About this task: Could you write the next part of the piece below on scent, memory, and selling a home, starting after its last sentence?

Text excerpt:

--- START ---

The smell of freshly baked pound cake and I'm 10 years old again in my Grandma's kitchen in Coopers Alabama. She baked them by the dozen to sell at the Montgomery Farmer's Market.
There are times we're working with our bees and I catch a scent that transports be back to my Grandad's home in Cass West Virgiia. Among many of his talents, he was a beekeeper with 40+ hives. There are common smells with our hives of today and his from 40 years ago that provide me a reminder of what home is all about.
Home is about strong memories, sometimes sight, sometimes smell, but the brain cells fire with these associations.
Now when you're trying to sell your home, you're trying to create a sense of home, or at a minimum not block the potential buyer's ability to consider a place home.
The eyes buy, but the nose, well the nose can still kill the deal.
Ever walk into a home and smell mold? That moist, rank smell of a home that has real issues? I've walked into that type of home more than once, and I'm still waiting for the day a buyer states: "Let's do this!".

--- END ---

Given material:
--- START ---

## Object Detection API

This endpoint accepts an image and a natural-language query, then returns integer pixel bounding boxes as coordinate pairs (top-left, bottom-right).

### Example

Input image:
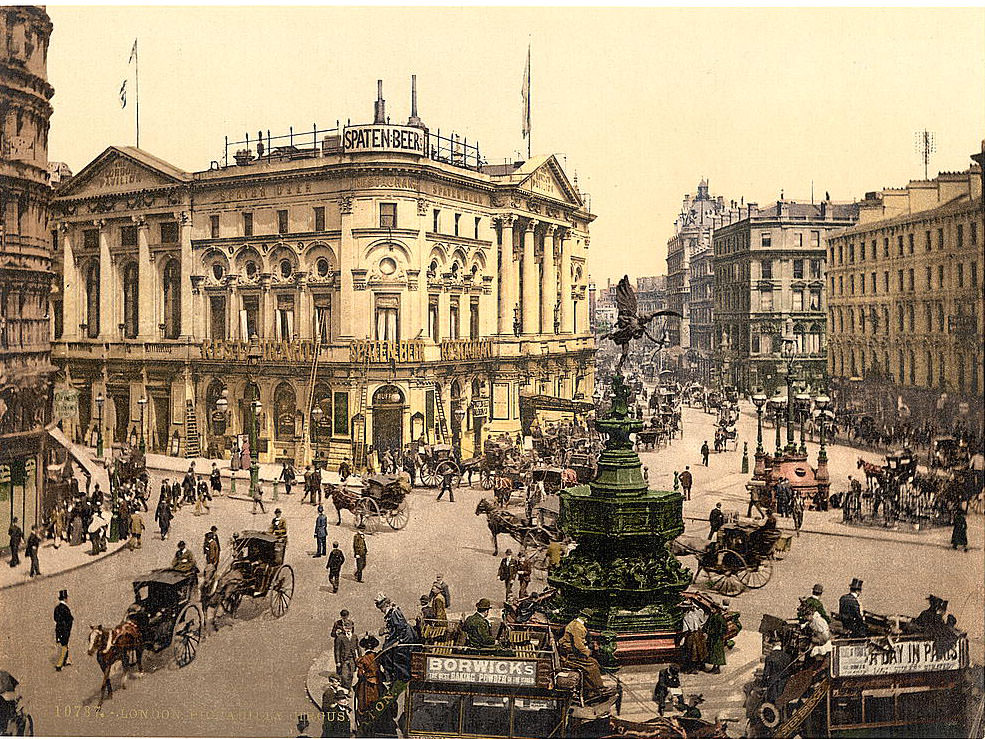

--- END ---

Result:
Ever walk into a home with ammonia smell from cat pee so bad your nose burns and your eyes water? Been there, done that. I don't even think the buyer took one step inside the home. Dead on arrival was that deal's potential.
Then there are the homes with the odorizers plugged into every other outlet in the home. Garden fresh, cinnamon and vanilla infused potpouri #83, and the buyer's first thought is "what are they hiding??". Too much of a good thing can kill potential just as easily of a little of a bad thing.
If you want to leave a pleasant scent in your home before a showing, stick to the basics. Keep your house clean and bake some cookies just like grandma used to make and leave them out for the buyer. Who knows, maybe that buyer will be the one that thinks "HOME!".